[Named object pointing entries]
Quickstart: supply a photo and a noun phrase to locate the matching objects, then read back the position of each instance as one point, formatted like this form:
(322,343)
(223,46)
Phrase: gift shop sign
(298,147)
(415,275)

§ WORK TO COMPLETE:
Rewrite all of the entries above line for line, requests included, and shift every point coordinate in the answers by -46. Leave the numbers in the requests and their format samples as they are.

§ EXPECTED OUTPUT:
Quickstart: supply a photo and a noun phrase to locate the matching objects, then read back the position of each instance as one point, formatted like this form:
(322,343)
(223,46)
Phrase: gift shop sign
(252,101)
(369,229)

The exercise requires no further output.